==== Data shown ====

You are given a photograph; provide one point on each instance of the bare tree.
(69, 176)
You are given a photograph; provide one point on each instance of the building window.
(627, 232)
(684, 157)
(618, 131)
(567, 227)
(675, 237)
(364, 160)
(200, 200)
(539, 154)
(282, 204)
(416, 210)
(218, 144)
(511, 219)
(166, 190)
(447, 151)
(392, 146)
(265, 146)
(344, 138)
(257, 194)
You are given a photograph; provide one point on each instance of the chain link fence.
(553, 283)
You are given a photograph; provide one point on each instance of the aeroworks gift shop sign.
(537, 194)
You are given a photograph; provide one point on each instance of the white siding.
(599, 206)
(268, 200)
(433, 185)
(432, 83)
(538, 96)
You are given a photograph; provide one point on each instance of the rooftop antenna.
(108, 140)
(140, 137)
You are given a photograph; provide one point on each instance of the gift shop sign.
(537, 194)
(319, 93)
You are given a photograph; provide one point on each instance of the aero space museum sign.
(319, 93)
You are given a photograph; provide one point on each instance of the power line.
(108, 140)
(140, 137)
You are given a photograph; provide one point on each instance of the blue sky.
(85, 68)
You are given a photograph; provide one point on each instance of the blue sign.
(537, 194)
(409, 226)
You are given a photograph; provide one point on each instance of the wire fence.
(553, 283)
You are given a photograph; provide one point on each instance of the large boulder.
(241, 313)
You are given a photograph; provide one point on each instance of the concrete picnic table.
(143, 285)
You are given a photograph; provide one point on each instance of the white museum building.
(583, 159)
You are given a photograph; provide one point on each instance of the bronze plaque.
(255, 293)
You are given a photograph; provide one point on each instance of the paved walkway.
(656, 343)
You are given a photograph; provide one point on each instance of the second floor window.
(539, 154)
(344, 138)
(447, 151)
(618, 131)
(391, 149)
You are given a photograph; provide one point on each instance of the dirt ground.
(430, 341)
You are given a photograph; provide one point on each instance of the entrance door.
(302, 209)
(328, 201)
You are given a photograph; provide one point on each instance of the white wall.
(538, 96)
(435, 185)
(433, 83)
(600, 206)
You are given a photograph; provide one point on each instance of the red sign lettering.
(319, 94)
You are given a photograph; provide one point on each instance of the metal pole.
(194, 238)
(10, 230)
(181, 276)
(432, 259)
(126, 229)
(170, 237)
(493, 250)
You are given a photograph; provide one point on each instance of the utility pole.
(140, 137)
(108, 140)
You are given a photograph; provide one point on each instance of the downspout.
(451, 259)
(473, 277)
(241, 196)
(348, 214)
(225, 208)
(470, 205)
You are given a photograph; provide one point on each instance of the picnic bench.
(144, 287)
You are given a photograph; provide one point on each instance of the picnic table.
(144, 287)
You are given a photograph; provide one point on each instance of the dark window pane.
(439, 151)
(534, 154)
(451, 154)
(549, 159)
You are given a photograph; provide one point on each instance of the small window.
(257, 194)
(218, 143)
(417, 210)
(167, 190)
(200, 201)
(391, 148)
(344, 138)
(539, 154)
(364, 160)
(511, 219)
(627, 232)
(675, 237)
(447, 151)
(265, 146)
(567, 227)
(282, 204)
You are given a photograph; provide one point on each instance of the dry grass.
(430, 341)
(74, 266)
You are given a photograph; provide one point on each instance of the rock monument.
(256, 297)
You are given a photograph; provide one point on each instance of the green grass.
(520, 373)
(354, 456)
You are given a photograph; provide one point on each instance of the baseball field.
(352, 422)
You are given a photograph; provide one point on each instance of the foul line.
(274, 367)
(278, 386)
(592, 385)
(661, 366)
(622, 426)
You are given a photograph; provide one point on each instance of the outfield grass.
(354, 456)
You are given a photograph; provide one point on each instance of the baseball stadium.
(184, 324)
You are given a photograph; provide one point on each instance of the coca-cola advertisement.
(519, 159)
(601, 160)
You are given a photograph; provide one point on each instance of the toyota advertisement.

====

> **Exercise**:
Reproduce every record, making sure each one stays exactly the same.

> **Reply to the exercise**:
You are given a photograph; provide one point on each instance of the bare tree.
(69, 176)
You are given a photograph; provide one point on each instance of the building window.
(627, 232)
(684, 157)
(618, 131)
(567, 227)
(675, 237)
(364, 160)
(200, 200)
(539, 154)
(282, 204)
(416, 210)
(218, 144)
(511, 219)
(166, 190)
(447, 151)
(392, 146)
(265, 146)
(344, 138)
(257, 194)
You are given a photograph; provide one point on each instance of the chain link fence.
(553, 283)
You are given a photograph; provide one point on each instance of the aeroworks gift shop sign.
(537, 194)
You are given a photograph; provide one point on each instance of the white siding.
(599, 206)
(268, 200)
(433, 185)
(432, 83)
(538, 96)
You are given a photograph; provide one point on each instance of the rooftop antenna.
(108, 140)
(140, 137)
You are given a photograph; provide one point on each instance of the gift shop sign.
(537, 194)
(319, 93)
You are given a photograph; provide one point on each instance of the aero space museum sign.
(319, 93)
You are given a photograph; provide one point on each instance of the power line.
(108, 140)
(140, 137)
You are given a photograph; provide one point on each instance of the blue sky.
(85, 68)
You are given a photograph; provide one point on each instance of the blue sign.
(537, 194)
(409, 226)
You are given a photograph; provide one point on each instance of the wire fence.
(553, 283)
You are given a photograph; provide one point on each instance of the large boulder.
(241, 313)
You are given a photograph; provide one point on each instance of the concrete picnic table.
(143, 285)
You are given a photograph; provide one point on each instance of the white museum building.
(583, 159)
You are given a photograph; provide one point on each instance of the bronze plaque.
(255, 293)
You are given a photograph; provide one point on each instance of the paved walkway.
(656, 343)
You are given a photograph; provide one point on each instance of the second floor window.
(539, 154)
(344, 138)
(447, 151)
(618, 131)
(391, 149)
You are given a photograph; provide one point on each instance of the dirt ground.
(430, 341)
You are given a photograph; provide one point on each instance of the entrance door.
(302, 209)
(328, 201)
You are given a photograph; provide one point on each instance of the white wall.
(538, 96)
(435, 185)
(433, 83)
(600, 206)
You are given a photograph; provide one point on each instance of the red sign lettering.
(319, 94)
You are given a photograph; provide one point on each instance of the metal pole.
(194, 238)
(10, 230)
(181, 276)
(432, 259)
(126, 229)
(170, 237)
(493, 250)
You are given a photograph; provide one point on each instance of the utility pole.
(140, 137)
(108, 140)
You are given a photograph; provide one point on each instance of the downspout.
(451, 259)
(473, 277)
(241, 196)
(348, 214)
(225, 208)
(470, 205)
You are given a photograph; provide one point on each instance of the picnic bench.
(144, 287)
You are given a photograph; provide one point on each instance of the picnic table.
(144, 287)
You are given a photograph; provide one point on each instance of the dark window pane.
(439, 151)
(534, 154)
(451, 154)
(549, 159)
You are given a photograph; provide one point on each instance of the small window.
(257, 194)
(218, 143)
(417, 210)
(167, 190)
(200, 201)
(391, 148)
(344, 138)
(539, 154)
(364, 160)
(511, 219)
(627, 232)
(675, 237)
(447, 151)
(265, 146)
(567, 227)
(282, 204)
You are given a photograph; provide one point on each instance of the dry grass.
(430, 341)
(74, 266)
You are given a photograph; provide one point on each instance of the rock monument.
(256, 297)
You are given a photograph; provide one point on each instance of the green grass.
(520, 373)
(354, 456)
You are given a photograph; provide one point on each instance of the baseball field.
(352, 422)
You are given a photograph; provide one point on each instance of the foul line.
(274, 367)
(278, 386)
(592, 385)
(661, 366)
(622, 426)
You are given a photograph; provide one point on each instance of the outfield grass.
(354, 456)
You are given a photograph; provide one point on each instance of the baseball stadium.
(184, 324)
You are given a photograph; provide one point on each instance of the coca-cola advertisement.
(519, 159)
(601, 160)
You are given a photograph; provide one point on each instance of the toyota advertisement.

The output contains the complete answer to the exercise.